[Source passage]
>>>>

# Help on Adjusting Toro CCR3650 Snowblower Float



## cmpman1974 (Jan 20, 2015)

I have a question related to the carb in this unit. I have the older plastic carb and recently did a cleaning. It starts up well now and is running much better, but I still think it's not optimal. I think the engine RPMs may be too low and possibly due to improper float level. I'm not sure how to tell exactly where the float should be set.

I posted another question yesterday and got some very good info on this carb:

Disassembly, Cleaning and Repair of Briggs and Stratton/Toro/Lawn-Boy 2-Cycle Plastic Carburetor

Here is my question. if I refer to diagram #3 where it shows the float, would I bend the brass bar up or down slightly to increase the engine speed? Is there a sure way to tell I have it correct? It's hard to 'eyeball' exactly what parallel is.

My whole reason for doing this is the snowblower is not throwing snow as far as it should I already have replaced the paddles and scraper bar. I tightened the tension bar and the belt seems very tight when the clutch is engaged. I don't know when the belt was ever replaced as it's an older blower I got second hand, but I see no tears or major wear on it. 

I'm out of ideas as to what I can do besides a carb adjustment to improve performance. The engine does sound a little slow to me currently. I'm guessing maybe it's not running fast enough to spin the paddles fast enough. Yes, I know I could buy a new $100 metal carb, but I'm not ready to do that yet until I've exhausted my options with the current one. 

Any thoughts?

Chris


----------



## Grunt (Nov 11, 2013)

Adjusting the float up or down will not increase the RPM'S. Changing the float level will either starve the engine for fuel when it needs it or supply to much fuel and flood the engine. 

Bending the arm circled in the yellow box in your link away from the carb will increase the engine speed. You will need a tachometer to check the current speed before taking a chance and over speeding and destroying your engine.


----------

<<<<

[Recorded information]
>>>>

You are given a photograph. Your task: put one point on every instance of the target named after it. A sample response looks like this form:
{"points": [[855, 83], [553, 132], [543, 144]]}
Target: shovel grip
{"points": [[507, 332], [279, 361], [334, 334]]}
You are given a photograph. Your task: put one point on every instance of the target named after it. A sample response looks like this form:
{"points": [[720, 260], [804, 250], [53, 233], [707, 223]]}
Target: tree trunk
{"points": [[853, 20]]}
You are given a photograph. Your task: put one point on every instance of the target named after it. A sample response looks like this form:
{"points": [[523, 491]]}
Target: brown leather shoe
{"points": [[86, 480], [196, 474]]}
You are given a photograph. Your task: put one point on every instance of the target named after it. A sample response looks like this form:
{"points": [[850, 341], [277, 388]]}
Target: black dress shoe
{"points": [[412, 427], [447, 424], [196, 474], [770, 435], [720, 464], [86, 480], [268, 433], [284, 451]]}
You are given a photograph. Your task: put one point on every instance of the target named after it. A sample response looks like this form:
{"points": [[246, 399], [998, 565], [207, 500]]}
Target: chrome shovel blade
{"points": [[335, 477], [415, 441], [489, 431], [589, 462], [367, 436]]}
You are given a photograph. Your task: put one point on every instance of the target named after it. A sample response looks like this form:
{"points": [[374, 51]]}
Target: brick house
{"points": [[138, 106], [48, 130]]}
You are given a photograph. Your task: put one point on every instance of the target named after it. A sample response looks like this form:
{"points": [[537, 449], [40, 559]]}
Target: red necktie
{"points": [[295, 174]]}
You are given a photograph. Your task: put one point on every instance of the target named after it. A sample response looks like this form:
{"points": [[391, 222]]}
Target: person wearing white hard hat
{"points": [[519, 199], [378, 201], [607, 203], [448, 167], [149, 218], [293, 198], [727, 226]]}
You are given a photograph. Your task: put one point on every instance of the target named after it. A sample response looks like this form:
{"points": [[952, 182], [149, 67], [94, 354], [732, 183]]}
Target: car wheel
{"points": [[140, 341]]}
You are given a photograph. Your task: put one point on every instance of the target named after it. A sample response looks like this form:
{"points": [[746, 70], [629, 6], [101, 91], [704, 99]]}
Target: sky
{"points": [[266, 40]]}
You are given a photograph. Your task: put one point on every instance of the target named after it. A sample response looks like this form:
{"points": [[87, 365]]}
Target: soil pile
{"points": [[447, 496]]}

<<<<
>>>>

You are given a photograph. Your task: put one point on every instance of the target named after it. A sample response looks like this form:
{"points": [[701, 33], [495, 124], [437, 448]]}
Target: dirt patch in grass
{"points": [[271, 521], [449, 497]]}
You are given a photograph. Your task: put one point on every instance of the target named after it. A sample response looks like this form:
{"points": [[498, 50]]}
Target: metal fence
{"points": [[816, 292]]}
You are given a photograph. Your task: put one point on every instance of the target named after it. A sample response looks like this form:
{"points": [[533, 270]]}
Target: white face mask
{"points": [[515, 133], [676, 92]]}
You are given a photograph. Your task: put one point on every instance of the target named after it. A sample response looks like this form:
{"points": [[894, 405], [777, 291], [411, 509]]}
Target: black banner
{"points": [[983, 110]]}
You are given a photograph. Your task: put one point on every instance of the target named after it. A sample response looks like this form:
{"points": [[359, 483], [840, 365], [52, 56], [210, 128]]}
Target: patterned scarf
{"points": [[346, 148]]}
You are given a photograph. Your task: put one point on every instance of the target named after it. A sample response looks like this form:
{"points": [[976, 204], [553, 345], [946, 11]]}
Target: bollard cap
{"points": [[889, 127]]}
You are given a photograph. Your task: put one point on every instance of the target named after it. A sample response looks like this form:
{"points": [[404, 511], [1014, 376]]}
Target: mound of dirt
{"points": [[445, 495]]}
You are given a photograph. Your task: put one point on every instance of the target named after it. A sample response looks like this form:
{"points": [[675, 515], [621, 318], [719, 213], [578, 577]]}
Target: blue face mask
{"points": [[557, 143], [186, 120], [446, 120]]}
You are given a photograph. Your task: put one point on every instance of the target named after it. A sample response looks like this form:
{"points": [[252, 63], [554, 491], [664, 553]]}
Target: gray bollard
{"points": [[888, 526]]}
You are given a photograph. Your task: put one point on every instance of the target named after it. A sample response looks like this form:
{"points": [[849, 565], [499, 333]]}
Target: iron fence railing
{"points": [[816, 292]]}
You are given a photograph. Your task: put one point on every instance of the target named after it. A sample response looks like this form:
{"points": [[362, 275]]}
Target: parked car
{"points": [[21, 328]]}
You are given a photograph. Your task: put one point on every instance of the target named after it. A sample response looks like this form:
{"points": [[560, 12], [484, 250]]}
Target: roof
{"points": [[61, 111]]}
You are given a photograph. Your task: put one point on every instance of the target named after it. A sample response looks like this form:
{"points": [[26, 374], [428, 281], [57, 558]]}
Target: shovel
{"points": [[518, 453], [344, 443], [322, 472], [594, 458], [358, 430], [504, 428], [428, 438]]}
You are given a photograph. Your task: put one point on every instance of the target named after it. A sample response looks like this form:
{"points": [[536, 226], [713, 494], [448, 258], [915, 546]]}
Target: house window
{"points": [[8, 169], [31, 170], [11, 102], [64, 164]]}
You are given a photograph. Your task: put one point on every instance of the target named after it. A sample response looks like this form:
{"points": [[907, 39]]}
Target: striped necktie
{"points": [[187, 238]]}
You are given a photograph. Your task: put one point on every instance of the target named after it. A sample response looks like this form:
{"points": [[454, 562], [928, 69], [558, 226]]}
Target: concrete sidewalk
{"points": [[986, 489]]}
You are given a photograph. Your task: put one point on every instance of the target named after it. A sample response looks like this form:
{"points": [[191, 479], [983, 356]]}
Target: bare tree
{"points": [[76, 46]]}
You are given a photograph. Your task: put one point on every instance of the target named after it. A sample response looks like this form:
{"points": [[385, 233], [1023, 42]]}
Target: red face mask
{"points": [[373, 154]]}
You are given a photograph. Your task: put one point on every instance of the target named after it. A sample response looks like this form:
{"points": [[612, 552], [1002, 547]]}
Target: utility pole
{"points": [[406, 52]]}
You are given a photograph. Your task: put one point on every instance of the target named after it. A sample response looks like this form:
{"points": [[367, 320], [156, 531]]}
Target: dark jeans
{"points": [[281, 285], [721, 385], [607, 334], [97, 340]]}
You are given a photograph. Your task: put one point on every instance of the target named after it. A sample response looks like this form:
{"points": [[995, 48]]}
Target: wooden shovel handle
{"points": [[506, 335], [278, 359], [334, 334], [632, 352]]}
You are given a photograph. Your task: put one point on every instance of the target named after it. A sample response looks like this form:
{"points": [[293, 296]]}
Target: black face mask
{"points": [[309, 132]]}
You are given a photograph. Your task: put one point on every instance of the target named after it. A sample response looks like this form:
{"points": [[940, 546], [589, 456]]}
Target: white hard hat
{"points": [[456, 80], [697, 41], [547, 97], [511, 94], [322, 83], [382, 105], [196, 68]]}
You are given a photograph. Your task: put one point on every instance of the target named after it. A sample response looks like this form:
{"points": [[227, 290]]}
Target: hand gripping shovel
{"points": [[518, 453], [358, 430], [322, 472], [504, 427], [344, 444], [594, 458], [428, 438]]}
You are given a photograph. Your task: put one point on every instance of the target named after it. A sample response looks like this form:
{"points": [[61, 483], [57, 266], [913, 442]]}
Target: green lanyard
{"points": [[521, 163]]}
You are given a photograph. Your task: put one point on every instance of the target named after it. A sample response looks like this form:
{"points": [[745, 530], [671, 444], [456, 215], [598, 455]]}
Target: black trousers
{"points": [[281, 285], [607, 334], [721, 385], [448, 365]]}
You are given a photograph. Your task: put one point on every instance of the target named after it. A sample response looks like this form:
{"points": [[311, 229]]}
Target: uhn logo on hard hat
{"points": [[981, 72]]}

<<<<
>>>>

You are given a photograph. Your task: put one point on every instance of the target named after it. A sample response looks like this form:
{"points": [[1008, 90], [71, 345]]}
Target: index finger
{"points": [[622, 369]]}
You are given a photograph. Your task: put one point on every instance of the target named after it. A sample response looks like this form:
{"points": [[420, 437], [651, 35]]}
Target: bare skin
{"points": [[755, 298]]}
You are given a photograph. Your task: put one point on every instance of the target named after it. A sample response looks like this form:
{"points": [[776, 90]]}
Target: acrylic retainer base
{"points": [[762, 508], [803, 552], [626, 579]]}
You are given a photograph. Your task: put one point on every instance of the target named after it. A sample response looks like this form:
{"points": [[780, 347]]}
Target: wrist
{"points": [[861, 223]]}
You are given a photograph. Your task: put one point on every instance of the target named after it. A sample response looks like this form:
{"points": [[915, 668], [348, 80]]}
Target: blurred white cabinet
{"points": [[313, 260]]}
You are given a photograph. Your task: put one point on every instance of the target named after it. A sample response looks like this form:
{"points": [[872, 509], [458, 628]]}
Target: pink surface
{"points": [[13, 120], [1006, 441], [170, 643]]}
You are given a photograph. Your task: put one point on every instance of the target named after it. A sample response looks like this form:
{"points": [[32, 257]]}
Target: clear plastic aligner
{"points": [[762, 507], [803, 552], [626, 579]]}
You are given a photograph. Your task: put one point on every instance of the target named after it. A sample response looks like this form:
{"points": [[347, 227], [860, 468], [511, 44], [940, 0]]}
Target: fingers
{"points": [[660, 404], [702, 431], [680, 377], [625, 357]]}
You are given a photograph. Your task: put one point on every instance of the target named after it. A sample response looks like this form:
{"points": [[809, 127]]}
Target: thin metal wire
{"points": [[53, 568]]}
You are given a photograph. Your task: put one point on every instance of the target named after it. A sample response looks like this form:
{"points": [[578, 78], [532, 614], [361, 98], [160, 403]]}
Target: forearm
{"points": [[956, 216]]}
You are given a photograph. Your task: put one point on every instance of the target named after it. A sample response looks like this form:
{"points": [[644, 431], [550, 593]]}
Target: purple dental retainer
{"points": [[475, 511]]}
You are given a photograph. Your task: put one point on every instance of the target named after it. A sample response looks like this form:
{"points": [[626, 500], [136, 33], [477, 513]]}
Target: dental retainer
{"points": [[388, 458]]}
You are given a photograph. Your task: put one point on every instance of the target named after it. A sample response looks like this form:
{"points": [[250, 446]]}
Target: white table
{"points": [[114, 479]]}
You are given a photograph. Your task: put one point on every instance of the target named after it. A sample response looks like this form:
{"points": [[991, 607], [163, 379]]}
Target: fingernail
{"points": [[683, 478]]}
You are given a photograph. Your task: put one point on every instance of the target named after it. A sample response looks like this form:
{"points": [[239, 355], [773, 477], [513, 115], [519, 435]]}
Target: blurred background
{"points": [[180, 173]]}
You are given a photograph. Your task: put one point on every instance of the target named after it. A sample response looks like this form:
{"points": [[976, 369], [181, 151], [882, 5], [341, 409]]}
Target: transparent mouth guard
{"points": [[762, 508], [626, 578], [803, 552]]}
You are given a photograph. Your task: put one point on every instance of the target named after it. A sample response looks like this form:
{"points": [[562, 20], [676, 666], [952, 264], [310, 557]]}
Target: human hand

<<<<

[Stated goal A] Return the passage of the snowblower thread starting at "## cmpman1974 (Jan" and ending at "should be set.".
[Stated goal B] List every step Chris says he has already taken on the snowblower in the snowblower thread.
The rows are separate material and are unrelated to the snowblower thread.

[Correct output A]
## cmpman1974 (Jan 20, 2015)

I have a question related to the carb in this unit. I have the older plastic carb and recently did a cleaning. It starts up well now and is running much better, but I still think it's not optimal. I think the engine RPMs may be too low and possibly due to improper float level. I'm not sure how to tell exactly where the float should be set.

[Correct output B]
- Cleaned the carburetor
- Replaced the paddles
- Replaced the scraper bar
- Tightened the tension bar